What to produce
Echo the following entries word for word, everything from the line containing "Point to the blue sky." down to the end of the entries, both ends included.

[Rows from a pointing dataset]
---------------

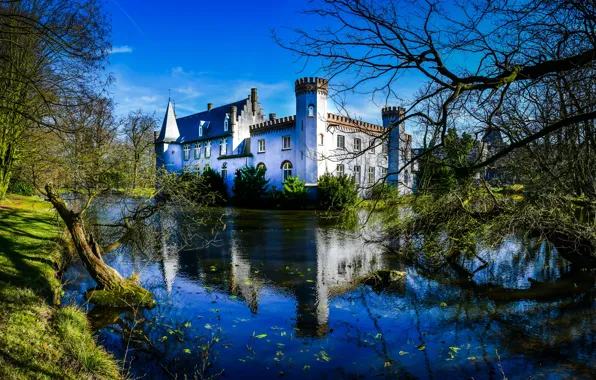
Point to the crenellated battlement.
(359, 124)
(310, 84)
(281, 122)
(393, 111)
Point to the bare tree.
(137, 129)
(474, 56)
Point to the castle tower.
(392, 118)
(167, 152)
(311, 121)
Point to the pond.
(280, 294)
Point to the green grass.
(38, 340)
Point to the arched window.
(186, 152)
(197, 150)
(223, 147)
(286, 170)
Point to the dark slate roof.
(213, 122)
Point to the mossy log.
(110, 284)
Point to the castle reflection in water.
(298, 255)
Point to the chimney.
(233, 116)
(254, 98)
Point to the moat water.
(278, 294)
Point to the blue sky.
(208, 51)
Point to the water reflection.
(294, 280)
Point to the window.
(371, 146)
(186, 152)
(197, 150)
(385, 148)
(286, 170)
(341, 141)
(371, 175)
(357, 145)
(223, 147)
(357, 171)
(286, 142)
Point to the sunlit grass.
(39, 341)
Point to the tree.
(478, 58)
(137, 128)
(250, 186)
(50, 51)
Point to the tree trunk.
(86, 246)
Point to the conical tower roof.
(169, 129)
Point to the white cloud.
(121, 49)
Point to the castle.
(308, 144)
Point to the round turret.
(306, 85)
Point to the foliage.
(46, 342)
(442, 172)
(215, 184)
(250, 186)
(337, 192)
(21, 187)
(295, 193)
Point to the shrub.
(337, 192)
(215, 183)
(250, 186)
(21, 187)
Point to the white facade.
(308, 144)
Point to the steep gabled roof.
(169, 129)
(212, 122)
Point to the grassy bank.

---------------

Correct answer
Point to the blue sky.
(208, 51)
Point to the water reflection.
(294, 280)
Point to the window.
(371, 146)
(186, 152)
(197, 150)
(385, 148)
(286, 170)
(341, 141)
(371, 175)
(357, 145)
(223, 147)
(357, 171)
(286, 142)
Point to the sunlit grass.
(39, 341)
Point to the tree.
(478, 58)
(137, 128)
(250, 186)
(50, 51)
Point to the tree trunk.
(86, 246)
Point to the conical tower roof.
(169, 129)
Point to the white cloud.
(121, 49)
Point to the castle.
(308, 144)
Point to the round turret.
(306, 85)
Point to the foliage.
(46, 342)
(442, 172)
(215, 184)
(250, 186)
(337, 192)
(21, 187)
(295, 193)
Point to the shrub.
(337, 192)
(215, 183)
(250, 186)
(21, 187)
Point to the white facade.
(308, 144)
Point to the steep gabled roof.
(169, 129)
(212, 122)
Point to the grassy bank.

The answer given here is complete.